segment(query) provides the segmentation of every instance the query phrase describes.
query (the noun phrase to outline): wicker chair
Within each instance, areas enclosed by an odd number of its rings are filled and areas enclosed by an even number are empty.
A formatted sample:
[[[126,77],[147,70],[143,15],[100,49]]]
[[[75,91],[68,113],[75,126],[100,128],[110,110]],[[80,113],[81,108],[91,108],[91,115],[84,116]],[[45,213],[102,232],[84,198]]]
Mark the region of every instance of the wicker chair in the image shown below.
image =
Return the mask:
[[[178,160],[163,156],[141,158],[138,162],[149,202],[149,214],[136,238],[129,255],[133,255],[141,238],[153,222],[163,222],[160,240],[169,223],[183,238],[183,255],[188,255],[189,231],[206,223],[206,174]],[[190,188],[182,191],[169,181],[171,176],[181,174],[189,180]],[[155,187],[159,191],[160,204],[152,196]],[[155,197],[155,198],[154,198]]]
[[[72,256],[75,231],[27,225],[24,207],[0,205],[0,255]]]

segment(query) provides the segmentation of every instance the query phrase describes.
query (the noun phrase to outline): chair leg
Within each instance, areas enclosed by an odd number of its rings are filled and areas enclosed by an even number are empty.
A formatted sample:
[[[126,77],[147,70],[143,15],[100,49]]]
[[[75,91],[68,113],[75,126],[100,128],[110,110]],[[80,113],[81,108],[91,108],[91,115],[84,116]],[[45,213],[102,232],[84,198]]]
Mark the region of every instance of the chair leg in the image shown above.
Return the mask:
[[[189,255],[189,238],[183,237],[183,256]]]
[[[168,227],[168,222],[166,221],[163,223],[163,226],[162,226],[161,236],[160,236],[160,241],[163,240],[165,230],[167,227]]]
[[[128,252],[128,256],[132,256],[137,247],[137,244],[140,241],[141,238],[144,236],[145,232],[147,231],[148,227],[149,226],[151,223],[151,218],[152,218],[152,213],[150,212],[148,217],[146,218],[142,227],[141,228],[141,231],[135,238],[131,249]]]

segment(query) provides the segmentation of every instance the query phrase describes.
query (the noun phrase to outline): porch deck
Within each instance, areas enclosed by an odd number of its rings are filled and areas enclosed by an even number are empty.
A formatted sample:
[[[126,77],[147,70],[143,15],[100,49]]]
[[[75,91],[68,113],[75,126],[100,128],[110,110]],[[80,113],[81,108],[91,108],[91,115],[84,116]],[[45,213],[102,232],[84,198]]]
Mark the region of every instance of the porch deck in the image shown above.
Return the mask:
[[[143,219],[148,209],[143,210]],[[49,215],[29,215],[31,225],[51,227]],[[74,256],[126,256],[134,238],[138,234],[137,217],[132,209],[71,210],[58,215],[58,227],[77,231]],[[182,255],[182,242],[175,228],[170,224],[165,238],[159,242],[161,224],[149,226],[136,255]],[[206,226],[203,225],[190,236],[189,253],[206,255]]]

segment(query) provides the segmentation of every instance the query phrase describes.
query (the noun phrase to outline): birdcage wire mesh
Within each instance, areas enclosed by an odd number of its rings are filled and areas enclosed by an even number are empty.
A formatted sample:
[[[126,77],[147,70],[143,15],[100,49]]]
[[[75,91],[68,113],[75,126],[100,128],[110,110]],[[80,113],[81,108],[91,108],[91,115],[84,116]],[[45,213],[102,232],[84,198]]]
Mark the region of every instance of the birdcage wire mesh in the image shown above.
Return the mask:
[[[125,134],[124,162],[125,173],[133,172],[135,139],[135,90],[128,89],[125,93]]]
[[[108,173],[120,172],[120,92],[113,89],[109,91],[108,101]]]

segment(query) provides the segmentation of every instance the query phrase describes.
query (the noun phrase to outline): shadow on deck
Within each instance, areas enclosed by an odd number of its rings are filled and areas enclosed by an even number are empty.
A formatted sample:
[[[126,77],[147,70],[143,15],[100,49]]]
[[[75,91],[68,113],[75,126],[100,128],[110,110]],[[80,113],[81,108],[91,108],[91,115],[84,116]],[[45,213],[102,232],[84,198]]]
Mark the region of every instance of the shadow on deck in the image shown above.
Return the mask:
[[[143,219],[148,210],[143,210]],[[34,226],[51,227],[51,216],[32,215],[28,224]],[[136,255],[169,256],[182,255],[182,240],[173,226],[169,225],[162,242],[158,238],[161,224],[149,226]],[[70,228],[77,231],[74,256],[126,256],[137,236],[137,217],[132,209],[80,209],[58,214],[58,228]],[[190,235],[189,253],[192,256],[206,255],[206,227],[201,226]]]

★ ★ ★ ★

§ WRITTEN PROBLEM
Copy every one of the rows above, word for word and unchanged.

§ FINISHED EXERCISE
segment(query) provides the segmentation of every instance the query phrase describes.
query (the noun phrase to outline): wicker chair
Within each instance, areas enclosed by an odd number of its rings are filled and areas enclosed by an even number are empty.
A formatted sample:
[[[126,77],[147,70],[143,15],[100,49]]]
[[[75,91],[68,113],[75,126],[100,128],[110,110]],[[80,113],[81,108],[91,108],[91,115],[84,116]],[[45,213],[102,232],[84,198]]]
Mark the region of every instance of the wicker chair in the image shown below.
image =
Return the mask:
[[[178,160],[163,156],[141,158],[138,162],[149,202],[149,214],[136,238],[129,255],[133,255],[141,238],[153,222],[163,222],[160,240],[169,223],[183,238],[183,255],[188,255],[189,231],[206,223],[206,174]],[[190,188],[182,191],[169,181],[171,176],[181,174],[189,180]],[[155,187],[159,191],[160,204],[152,196]],[[155,197],[155,198],[154,198]]]
[[[72,256],[75,231],[27,225],[24,207],[0,205],[0,255]]]

segment(query) provides the segmentation of every instance the query phrase describes.
query (the noun phrase to outline): chair leg
Within each instance, areas enclosed by an odd number of its rings are filled and areas enclosed by an even number are empty.
A formatted sample:
[[[126,77],[147,70],[143,15],[100,49]]]
[[[75,91],[68,113],[75,126],[100,128],[110,110]],[[80,113],[81,108],[91,108],[91,115],[84,116]],[[45,213],[102,232],[84,198]]]
Mark the region of every instance of the chair leg in the image shown above.
Return the mask:
[[[189,255],[189,238],[183,237],[183,256]]]
[[[168,227],[168,222],[166,221],[163,223],[163,226],[162,226],[161,236],[160,236],[160,241],[163,240],[165,230],[167,227]]]
[[[128,252],[128,256],[132,256],[137,247],[137,244],[140,241],[141,238],[144,236],[145,232],[147,231],[148,227],[149,226],[151,223],[151,218],[152,218],[152,213],[150,212],[148,217],[146,218],[142,227],[141,228],[141,231],[135,238],[131,249]]]

segment(query) provides the segmentation of every instance the query phrase describes.
query (the noun phrase to outline): porch deck
Within each instance, areas enclosed by an odd number of its rings are filled and areas enclosed by an even number are empty.
A formatted sample:
[[[126,77],[147,70],[143,15],[100,49]]]
[[[75,91],[68,113],[75,126],[100,128],[110,110]],[[80,113],[81,108],[91,108],[91,115],[84,116]],[[45,213],[102,232],[84,198]]]
Mark the region of every instance of the porch deck in the image shown above.
Return the mask:
[[[143,219],[148,209],[143,210]],[[49,215],[29,215],[31,225],[51,227]],[[74,256],[126,256],[134,238],[138,234],[137,217],[132,209],[71,210],[58,215],[58,227],[77,231]],[[182,255],[182,242],[175,228],[170,224],[165,238],[159,242],[161,224],[149,226],[136,255]],[[206,226],[203,225],[190,236],[189,253],[206,255]]]

segment(query) provides the segmentation of every instance the query phrase describes.
query (the noun phrase to outline): birdcage wire mesh
Within each instance, areas enclosed by an odd number of its rings are filled and areas enclosed by an even number are empty.
A formatted sample:
[[[126,77],[147,70],[143,15],[100,49]]]
[[[75,91],[68,113],[75,126],[100,128],[110,110]],[[80,113],[81,108],[91,108],[91,115],[84,116]],[[45,213],[102,232],[84,198]]]
Mark the region of every instance of the birdcage wire mesh in the image shown above.
Return the mask:
[[[125,134],[124,162],[125,173],[133,172],[135,139],[135,90],[128,89],[125,93]]]
[[[108,173],[120,172],[120,92],[113,89],[109,91],[108,101]]]

segment(query) provides the segmentation of every instance the query phrase describes.
query (the noun phrase to outline): shadow on deck
Within each instance, areas enclosed by an odd number of its rings are filled and areas enclosed by an even number are empty.
A formatted sample:
[[[126,77],[147,70],[143,15],[100,49]]]
[[[75,91],[68,113],[75,126],[100,128],[110,110]],[[80,113],[81,108],[91,108],[91,115],[84,116]],[[45,213],[102,232],[84,198]]]
Mark the region of every instance of the shadow on deck in the image shown above.
Return the mask:
[[[143,219],[148,210],[143,210]],[[34,226],[51,227],[51,216],[32,215],[28,224]],[[136,255],[169,256],[182,255],[182,240],[173,226],[169,225],[162,242],[158,238],[161,224],[149,226]],[[70,228],[77,231],[74,256],[126,256],[137,236],[137,217],[132,209],[80,209],[58,214],[58,228]],[[190,235],[189,253],[192,256],[206,255],[206,227],[201,226]]]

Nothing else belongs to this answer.